> _FRAGMENT WEBPAGINA_:
◆ ◆ ◆ ◆
# Overige rubrieken > Oproepen >  Deelnemers gezocht: Online enquete naar Chronische ziekte & werk

## Martine_de-Niet

Beste meneer / mevrouw,

Voor mijn bachelorscriptie aan de Universiteit Leiden werk ik samen met een aantal medestudenten aan een project waarbij we onderzoek doen naar de arbeidsomstandigheden van chronisch zieke werknemers.

Hiervoor ben ik op zoek naar werknemers met een chronische ziekte die willen deelnemen aan een online vragenlijst. Het invullen van de vragenlijst duurt ongeveer een kwartier.

U kunt het onderzoek hier vinden:
https//uleidenss.eu.qualtrics.com/SE/?SID=SV_0VwehJcbL8YGtAF

Alvast heel hartelijk bedankt voor uw reactie!
(Onder de deelnemers worden overigens 10 VVV bonnen verloot)

Met hartelijke groet,

Martine de Niet
Psychologiestudent Universiteit

----------


## branden68

Ik heb een chronische ziekte en 100% arbeidsongeschikt verklaard, daardoor. Begin dit jaar ben ik voor mezelf begonnen vanuit huis. Mag ik dan ook de vragenlijst invullen?

In afwachting van uw reactie.
◆ ◆ ◆ ◆
> _FRAGMENT UIT DATASET_:
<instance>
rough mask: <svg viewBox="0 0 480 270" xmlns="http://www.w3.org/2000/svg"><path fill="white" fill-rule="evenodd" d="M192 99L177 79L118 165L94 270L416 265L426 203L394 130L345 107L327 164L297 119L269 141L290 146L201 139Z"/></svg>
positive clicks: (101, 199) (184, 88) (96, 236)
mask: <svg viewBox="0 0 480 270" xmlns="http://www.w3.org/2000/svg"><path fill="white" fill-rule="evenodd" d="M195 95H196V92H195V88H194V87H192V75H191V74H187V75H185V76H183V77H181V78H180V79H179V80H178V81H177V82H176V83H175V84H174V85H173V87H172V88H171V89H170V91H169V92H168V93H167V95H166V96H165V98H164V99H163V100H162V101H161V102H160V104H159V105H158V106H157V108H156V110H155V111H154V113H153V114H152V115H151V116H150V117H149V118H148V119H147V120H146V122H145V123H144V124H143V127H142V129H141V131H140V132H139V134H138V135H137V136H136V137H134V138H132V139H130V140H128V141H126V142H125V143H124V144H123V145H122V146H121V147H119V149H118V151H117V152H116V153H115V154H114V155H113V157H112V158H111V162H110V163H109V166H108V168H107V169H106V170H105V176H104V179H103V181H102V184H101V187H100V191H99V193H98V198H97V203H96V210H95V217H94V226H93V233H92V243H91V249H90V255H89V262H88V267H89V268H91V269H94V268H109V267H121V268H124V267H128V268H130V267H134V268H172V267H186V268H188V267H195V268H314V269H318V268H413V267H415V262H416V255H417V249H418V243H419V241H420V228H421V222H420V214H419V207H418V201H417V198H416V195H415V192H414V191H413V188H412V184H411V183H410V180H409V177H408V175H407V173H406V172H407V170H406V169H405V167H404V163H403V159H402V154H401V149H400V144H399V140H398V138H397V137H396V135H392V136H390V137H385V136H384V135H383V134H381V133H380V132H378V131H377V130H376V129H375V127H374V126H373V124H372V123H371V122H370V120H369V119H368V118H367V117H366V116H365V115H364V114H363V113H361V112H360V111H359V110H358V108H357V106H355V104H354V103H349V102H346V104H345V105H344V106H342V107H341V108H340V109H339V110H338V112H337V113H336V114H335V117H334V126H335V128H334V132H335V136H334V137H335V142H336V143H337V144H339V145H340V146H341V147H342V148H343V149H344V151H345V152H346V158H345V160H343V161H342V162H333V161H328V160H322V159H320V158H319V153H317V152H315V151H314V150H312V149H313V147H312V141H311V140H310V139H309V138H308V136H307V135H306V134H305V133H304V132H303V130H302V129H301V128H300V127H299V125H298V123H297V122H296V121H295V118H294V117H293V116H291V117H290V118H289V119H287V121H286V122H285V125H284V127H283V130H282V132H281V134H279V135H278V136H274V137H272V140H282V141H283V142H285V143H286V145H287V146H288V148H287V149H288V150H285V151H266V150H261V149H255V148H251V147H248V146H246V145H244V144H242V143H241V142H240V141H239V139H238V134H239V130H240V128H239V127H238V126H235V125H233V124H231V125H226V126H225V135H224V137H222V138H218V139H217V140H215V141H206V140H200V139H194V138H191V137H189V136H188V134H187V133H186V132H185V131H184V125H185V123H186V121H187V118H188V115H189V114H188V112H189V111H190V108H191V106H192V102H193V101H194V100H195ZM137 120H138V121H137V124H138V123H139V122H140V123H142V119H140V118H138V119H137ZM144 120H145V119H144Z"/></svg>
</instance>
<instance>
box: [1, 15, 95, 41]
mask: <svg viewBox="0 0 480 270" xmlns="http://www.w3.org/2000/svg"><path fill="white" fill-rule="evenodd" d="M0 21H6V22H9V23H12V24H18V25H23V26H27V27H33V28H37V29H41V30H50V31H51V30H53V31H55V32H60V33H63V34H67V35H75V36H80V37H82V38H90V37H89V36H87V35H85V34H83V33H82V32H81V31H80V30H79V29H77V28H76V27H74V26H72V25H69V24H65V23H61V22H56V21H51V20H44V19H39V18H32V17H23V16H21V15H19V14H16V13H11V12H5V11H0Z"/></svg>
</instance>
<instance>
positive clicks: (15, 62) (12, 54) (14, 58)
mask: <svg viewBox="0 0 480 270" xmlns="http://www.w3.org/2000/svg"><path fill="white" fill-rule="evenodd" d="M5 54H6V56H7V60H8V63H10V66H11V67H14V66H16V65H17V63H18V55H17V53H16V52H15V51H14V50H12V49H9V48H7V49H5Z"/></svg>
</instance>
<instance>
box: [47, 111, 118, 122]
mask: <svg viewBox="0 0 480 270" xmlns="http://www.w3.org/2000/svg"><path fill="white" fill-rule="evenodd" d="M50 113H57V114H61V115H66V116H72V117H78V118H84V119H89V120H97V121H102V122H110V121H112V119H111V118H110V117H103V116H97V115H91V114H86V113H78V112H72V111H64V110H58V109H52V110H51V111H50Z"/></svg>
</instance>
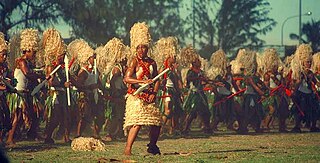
◆ ◆ ◆ ◆
> _WAT TE DOEN_:
- A) Typ het stuk uit de forumdraad over de online enquête letterlijk over, van "## Martine_de-Niet" tot en met "VVV bonnen verloot)".
- B) Vat de forumdraad over de online enquête samen in twee zinnen.
- C) Schrijf de forumdraad over de online enquête verder, te beginnen na de laatste zin.

> _VERWACHTE RESULTATEN_:
- A)
## Martine_de-Niet

Beste meneer / mevrouw,

Voor mijn bachelorscriptie aan de Universiteit Leiden werk ik samen met een aantal medestudenten aan een project waarbij we onderzoek doen naar de arbeidsomstandigheden van chronisch zieke werknemers.

Hiervoor ben ik op zoek naar werknemers met een chronische ziekte die willen deelnemen aan een online vragenlijst. Het invullen van de vragenlijst duurt ongeveer een kwartier.

U kunt het onderzoek hier vinden:
https//uleidenss.eu.qualtrics.com/SE/?SID=SV_0VwehJcbL8YGtAF

Alvast heel hartelijk bedankt voor uw reactie!
(Onder de deelnemers worden overigens 10 VVV bonnen verloot)

- B) Een psychologiestudent van de Universiteit Leiden zoekt voor een bachelorscriptie werknemers met een chronische ziekte die een online vragenlijst van ongeveer een kwartier willen invullen, waarbij onder de deelnemers 10 VVV-bonnen worden verloot. Een reageerder die chronisch ziek is, voor 100% arbeidsongeschikt is verklaard en sinds begin dit jaar vanuit huis voor zichzelf werkt, vraagt of deelname dan ook mag.

- C)
Met vriendelijke groet,
Klaziena Waerts

----------


## Martine_de-Niet

Beste Klaziena,

Hartelijk bedankt voor uw bericht en voor uw interesse in de vragenlijst. Helaas vallen werknemers die arbeidsongeschikt zijn verklaard buiten de doelgroep van ons onderzoek. De reden hiervoor is dat er binnen het onderzoek veel onderdelen zijn die gaan over de afgelopen twee werkweken. Als iemand deze twee weken niet aanwezig is geweest, is het daarom niet goed mogelijk om de vragenlijst volledig in te vullen. Ik vind het zelf erg jammer dat mensen die arbeidsongeschikt zijn verklaard de vragenlijst niet kunnen invullen. We realiseren ons ook dat we hierdoor veel reacties mislopen en hebben daarom ook lang getwijfeld over dit punt, maar we moesten deze keuze helaas maken. Ik hoop dat u begrip heeft voor onze keuze en wil u in elk geval heel hartelijk bedanken voor uw interesse in de vragenlijst!

Met hartelijke groet,

Martine de Niet
Psychologiestudent Universiteit Leiden

----------


## branden68

Geen probleem!

Veel succes gewenst met de vragenlijst.

Met vriendelijke groet,
Klaziena Waerts

----------


## Martine_de-Niet

Beste Klaziena,

Hartelijk bedankt voor uw snelle reactie, fijn dat u er begrip voor heeft.

Nog een prettige avond!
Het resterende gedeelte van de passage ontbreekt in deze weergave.